Under this task are some entries; return every one of them exactly.
※ ※ ※
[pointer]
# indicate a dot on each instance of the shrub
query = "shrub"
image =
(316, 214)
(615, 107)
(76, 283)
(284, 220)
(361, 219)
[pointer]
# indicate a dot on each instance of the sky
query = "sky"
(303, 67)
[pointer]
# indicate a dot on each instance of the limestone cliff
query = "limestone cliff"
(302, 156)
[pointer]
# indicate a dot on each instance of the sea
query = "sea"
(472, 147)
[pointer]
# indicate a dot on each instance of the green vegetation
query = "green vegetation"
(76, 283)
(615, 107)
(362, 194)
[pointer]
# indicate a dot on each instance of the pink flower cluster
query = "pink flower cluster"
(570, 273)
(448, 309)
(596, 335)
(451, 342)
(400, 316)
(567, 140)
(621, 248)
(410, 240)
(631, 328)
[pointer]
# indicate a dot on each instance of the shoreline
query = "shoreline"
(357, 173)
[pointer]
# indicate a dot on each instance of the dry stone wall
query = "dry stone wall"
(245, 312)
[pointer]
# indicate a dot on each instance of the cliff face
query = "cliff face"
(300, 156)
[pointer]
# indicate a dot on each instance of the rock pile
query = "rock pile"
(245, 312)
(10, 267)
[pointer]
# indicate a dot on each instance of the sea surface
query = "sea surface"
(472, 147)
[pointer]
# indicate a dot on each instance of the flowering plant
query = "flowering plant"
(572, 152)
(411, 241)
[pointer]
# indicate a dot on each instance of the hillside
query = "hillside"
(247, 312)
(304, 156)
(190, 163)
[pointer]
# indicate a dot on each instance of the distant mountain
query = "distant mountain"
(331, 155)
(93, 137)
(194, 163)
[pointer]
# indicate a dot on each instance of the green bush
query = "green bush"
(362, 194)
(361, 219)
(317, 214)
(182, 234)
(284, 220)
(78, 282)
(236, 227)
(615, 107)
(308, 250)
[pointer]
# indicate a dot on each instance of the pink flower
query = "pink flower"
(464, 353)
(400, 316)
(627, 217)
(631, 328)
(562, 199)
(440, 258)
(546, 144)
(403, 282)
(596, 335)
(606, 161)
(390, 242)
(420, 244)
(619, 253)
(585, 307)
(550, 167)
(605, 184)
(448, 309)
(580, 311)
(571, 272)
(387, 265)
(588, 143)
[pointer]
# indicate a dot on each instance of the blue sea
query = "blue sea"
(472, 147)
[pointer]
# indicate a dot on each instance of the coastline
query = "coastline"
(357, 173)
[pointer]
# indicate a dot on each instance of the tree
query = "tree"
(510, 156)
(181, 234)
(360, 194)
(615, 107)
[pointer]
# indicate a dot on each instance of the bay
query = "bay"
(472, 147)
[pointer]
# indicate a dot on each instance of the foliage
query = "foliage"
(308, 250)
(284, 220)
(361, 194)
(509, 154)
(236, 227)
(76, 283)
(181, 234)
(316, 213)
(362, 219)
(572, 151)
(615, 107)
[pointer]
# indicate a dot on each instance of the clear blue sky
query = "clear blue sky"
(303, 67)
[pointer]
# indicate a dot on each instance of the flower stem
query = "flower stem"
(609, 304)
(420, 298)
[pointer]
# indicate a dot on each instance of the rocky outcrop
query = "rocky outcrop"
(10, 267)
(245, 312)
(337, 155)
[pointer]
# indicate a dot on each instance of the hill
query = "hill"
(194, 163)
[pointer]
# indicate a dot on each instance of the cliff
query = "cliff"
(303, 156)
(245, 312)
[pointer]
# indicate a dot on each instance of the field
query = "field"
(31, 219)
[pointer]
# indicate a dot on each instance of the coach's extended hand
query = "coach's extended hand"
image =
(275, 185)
※ ※ ※
- _Task answer_
[pointer]
# indicate a dot on each instance of the shrub
query = "shrub"
image =
(316, 214)
(615, 107)
(76, 283)
(284, 220)
(361, 219)
[pointer]
# indicate a dot on each instance of the sky
query = "sky"
(303, 67)
[pointer]
# indicate a dot on each instance of the limestone cliff
query = "limestone cliff"
(302, 156)
[pointer]
# indicate a dot on each instance of the sea
query = "sea"
(472, 147)
[pointer]
# indicate a dot on each instance of the green vegetation
query = "green vegetation"
(76, 283)
(615, 107)
(362, 194)
[pointer]
# indicate a dot on each instance of the pink flower cluster
query = "pink flower cluster"
(570, 273)
(448, 309)
(596, 335)
(451, 342)
(400, 316)
(567, 140)
(621, 248)
(410, 240)
(631, 328)
[pointer]
# indicate a dot on each instance of the shoreline
query = "shoreline"
(357, 173)
[pointer]
# indicate a dot on each instance of the dry stone wall
query = "dry stone wall"
(245, 312)
[pointer]
# indicate a dot on each instance of the cliff face
query = "cliff face"
(300, 156)
[pointer]
# indicate a dot on each instance of the rock pile
query = "rock pile"
(245, 312)
(10, 267)
[pointer]
# indicate a dot on each instance of the sea surface
query = "sea surface"
(472, 147)
[pointer]
# indicate a dot on each instance of the flowering plant
query = "flowering plant"
(572, 152)
(411, 241)
[pointer]
# indicate a dot on each instance of the hillside
query = "hillside"
(247, 312)
(304, 156)
(190, 163)
[pointer]
# indicate a dot on each instance of the distant mountain
query = "distant mountain"
(331, 155)
(93, 137)
(194, 163)
[pointer]
# indicate a dot on each instance of the green bush
query = "green bush"
(362, 194)
(361, 219)
(317, 214)
(182, 234)
(284, 220)
(78, 282)
(236, 227)
(615, 107)
(308, 250)
[pointer]
# indicate a dot on each instance of the pink flower
query = "pink flower"
(464, 353)
(400, 316)
(627, 217)
(631, 328)
(562, 199)
(440, 258)
(546, 144)
(403, 282)
(596, 335)
(606, 161)
(390, 242)
(420, 244)
(619, 253)
(585, 307)
(550, 167)
(605, 184)
(448, 309)
(580, 311)
(571, 272)
(387, 265)
(588, 143)
[pointer]
# indicate a dot on each instance of the blue sea
query = "blue sea"
(472, 147)
[pointer]
# indicate a dot on each instance of the coastline
query = "coastline"
(357, 173)
[pointer]
# indicate a dot on each instance of the tree
query = "tree"
(510, 156)
(181, 234)
(360, 194)
(615, 107)
[pointer]
# indicate a dot on each instance of the bay
query = "bay"
(472, 147)
[pointer]
# indicate a dot on each instance of the foliage
query = "foliage"
(308, 250)
(284, 220)
(361, 194)
(509, 154)
(236, 227)
(76, 283)
(181, 234)
(316, 213)
(362, 219)
(572, 151)
(615, 107)
[pointer]
# indicate a dot on each instance of the clear blue sky
query = "clear blue sky"
(303, 67)
[pointer]
# indicate a dot on each instance of the flower stem
query = "flower stem"
(609, 304)
(420, 298)
[pointer]
# indicate a dot on each instance of the rocky outcrop
query = "rocky outcrop"
(10, 267)
(245, 312)
(337, 155)
[pointer]
# indicate a dot on each instance of the hill
query = "hill"
(194, 163)
[pointer]
# indicate a dot on each instance of the cliff
query = "cliff"
(303, 156)
(245, 312)
[pointer]
# indicate a dot on each instance of the field
query = "field"
(31, 219)
[pointer]
# indicate a dot on each instance of the coach's extended hand
query = "coach's extended hand"
image =
(275, 185)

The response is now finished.